> _DIRECTION 1_
Can you summarize the method outline below in two sentences?

> _SOURCE DOCUMENT_
────────────────────────────────────────

The basic steps are:

1. Model the grid as a directed graph, with vertices corresponding to (cell, direction) pairs, edges mapping one state to the next, and a “sink” vertex with an edge back to itself corresponding to running off the grid. Introducing an obstacle means eliminating at most four edges from the graph and adding new edges from the same origins.

2. The resulting graph is close enough to a set of disjoint trees that an adaptation of a lowest-common-ancestor algorithm lets us find the distance between any two vertices with linear-time preprocessing and constant-time queries. This allows an O(|T|) answer to the question: Given a starting vertex s and a set T of target vertices, which target vertex, if any, will the path from s reach first?

3. Using the algorithm from (2), for every possible obstacle placement, simulate movement on the graph by repeatedly finding and following the first new edge accessible in some number of steps from the current position. Our preprocessing lets us make every such jump in constant time. After a few such movements, we'll know if the new edges form a loop.

Let's look at each of these in turn.

────────────────────────────────────────

> _RECORDS SHOWN_
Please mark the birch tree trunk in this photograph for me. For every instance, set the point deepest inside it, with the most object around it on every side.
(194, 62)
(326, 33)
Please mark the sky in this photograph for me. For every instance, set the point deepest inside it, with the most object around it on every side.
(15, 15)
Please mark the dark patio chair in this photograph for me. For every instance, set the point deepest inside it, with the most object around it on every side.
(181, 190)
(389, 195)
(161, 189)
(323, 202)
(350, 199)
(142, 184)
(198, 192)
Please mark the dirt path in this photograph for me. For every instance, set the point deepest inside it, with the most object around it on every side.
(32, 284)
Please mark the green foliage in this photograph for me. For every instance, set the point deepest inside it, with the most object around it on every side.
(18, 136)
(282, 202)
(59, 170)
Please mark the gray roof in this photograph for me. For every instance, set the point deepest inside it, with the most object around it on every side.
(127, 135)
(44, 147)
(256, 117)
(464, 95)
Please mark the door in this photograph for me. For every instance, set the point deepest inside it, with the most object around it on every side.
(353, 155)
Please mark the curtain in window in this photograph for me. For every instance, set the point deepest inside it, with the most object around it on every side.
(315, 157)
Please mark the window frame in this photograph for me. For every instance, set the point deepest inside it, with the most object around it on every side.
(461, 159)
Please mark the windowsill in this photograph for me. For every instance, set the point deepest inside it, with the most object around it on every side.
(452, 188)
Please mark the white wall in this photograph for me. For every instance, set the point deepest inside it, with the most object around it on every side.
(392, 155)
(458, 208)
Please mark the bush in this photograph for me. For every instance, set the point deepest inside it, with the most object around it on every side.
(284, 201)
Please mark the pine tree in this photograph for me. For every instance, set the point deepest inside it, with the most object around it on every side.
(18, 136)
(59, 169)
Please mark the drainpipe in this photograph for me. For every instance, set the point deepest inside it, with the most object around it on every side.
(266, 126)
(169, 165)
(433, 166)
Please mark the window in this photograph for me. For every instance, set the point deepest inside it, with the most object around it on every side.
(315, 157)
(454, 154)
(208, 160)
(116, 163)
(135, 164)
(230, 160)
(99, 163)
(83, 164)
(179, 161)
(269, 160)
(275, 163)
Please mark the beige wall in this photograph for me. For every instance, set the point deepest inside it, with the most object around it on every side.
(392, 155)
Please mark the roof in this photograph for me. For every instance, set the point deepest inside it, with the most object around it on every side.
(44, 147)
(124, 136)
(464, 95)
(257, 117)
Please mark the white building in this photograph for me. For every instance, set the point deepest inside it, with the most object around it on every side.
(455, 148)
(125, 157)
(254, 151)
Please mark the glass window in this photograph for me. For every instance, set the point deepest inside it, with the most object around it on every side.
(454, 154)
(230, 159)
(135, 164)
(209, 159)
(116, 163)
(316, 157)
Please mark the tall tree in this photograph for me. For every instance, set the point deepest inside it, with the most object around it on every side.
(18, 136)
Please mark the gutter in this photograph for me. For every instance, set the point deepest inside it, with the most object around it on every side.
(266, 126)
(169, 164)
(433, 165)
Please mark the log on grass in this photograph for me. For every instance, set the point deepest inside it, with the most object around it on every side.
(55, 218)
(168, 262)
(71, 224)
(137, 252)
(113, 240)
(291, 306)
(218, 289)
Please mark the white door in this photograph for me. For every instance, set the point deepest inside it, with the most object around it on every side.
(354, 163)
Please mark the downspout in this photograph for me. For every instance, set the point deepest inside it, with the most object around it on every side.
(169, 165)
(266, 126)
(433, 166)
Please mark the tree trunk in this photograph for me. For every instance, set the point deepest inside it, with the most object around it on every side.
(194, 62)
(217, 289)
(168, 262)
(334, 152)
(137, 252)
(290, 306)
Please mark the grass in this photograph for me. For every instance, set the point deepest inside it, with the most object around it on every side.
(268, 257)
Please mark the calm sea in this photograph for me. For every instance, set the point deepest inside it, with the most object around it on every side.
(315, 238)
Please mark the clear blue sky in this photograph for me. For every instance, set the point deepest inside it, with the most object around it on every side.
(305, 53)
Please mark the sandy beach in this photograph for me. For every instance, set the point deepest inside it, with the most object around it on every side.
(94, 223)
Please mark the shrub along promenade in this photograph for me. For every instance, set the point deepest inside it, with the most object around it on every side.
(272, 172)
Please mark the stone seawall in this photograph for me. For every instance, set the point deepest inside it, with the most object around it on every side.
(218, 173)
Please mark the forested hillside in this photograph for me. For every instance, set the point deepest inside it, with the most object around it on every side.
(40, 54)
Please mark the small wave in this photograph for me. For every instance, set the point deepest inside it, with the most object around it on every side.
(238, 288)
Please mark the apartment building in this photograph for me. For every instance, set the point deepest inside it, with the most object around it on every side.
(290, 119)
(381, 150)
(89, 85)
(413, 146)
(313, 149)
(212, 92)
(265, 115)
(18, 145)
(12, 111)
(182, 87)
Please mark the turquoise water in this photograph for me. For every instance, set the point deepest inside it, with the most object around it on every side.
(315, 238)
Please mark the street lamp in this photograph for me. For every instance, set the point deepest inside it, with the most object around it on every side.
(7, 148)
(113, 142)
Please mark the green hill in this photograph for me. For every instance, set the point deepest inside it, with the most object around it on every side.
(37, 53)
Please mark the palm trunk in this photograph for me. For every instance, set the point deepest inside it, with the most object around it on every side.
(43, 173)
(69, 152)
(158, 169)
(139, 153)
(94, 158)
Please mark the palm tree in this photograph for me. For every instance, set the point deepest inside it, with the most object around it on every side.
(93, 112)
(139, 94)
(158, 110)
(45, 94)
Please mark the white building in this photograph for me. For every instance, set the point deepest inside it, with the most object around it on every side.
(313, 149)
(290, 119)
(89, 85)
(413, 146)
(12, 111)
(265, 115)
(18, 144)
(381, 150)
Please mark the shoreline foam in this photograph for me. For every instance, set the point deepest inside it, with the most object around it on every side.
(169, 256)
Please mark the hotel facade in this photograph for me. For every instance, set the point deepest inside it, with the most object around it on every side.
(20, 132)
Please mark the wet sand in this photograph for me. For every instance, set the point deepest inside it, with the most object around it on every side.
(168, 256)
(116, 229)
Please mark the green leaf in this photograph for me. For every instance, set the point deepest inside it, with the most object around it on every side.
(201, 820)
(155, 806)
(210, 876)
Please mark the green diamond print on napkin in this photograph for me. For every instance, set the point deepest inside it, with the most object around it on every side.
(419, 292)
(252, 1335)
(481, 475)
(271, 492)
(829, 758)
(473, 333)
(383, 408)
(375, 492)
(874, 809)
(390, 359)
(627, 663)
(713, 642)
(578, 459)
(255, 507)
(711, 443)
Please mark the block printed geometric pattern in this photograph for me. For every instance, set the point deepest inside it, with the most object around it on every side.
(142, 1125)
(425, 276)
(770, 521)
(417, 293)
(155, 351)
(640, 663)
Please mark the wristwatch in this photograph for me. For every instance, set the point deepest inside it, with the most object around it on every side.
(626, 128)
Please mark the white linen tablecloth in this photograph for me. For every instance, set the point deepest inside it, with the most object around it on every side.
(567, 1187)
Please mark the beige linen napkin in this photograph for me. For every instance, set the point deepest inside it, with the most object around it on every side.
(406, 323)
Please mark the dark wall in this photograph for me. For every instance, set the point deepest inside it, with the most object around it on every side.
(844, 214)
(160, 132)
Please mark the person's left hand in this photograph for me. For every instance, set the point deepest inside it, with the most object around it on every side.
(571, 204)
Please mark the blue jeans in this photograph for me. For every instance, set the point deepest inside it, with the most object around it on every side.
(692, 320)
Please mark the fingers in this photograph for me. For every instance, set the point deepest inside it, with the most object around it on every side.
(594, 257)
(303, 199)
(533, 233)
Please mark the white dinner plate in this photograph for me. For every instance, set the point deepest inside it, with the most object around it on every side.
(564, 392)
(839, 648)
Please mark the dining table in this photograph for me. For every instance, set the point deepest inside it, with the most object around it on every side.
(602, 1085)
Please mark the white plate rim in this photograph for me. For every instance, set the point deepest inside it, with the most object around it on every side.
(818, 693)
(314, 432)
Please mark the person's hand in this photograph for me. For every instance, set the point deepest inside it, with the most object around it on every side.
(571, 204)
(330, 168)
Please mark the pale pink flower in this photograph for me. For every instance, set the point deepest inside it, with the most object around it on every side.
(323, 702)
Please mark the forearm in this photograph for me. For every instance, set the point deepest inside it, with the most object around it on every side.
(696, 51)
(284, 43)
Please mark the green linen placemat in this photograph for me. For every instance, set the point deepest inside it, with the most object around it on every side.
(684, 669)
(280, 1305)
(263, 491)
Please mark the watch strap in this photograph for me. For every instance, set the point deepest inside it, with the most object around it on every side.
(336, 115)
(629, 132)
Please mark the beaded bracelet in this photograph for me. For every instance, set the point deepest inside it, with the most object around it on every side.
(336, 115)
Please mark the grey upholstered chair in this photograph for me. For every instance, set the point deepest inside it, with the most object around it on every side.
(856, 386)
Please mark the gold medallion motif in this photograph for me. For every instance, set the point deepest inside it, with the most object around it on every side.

────────────────────────────────────────

> _DIRECTION 2_
Which lines in the rows above contain the word "beige"? Return each of them.

> _COMPLETE RESPONSE 1_
The method models the grid as a directed graph whose vertices are (cell, direction) pairs, with a sink vertex for running off the grid, so that introducing an obstacle removes at most four edges and adds new edges from the same origins. An adapted lowest-common-ancestor algorithm then gives constant-time distance queries after linear-time preprocessing, which lets each obstacle placement be simulated by jumping along the first reachable new edge until it is known whether the new edges form a loop.

> _COMPLETE RESPONSE 2_
Please mark the beige wall in this photograph for me. For every instance, set the point deepest inside it, with the most object around it on every side.
Please mark the beige linen napkin in this photograph for me. For every instance, set the point deepest inside it, with the most object around it on every side.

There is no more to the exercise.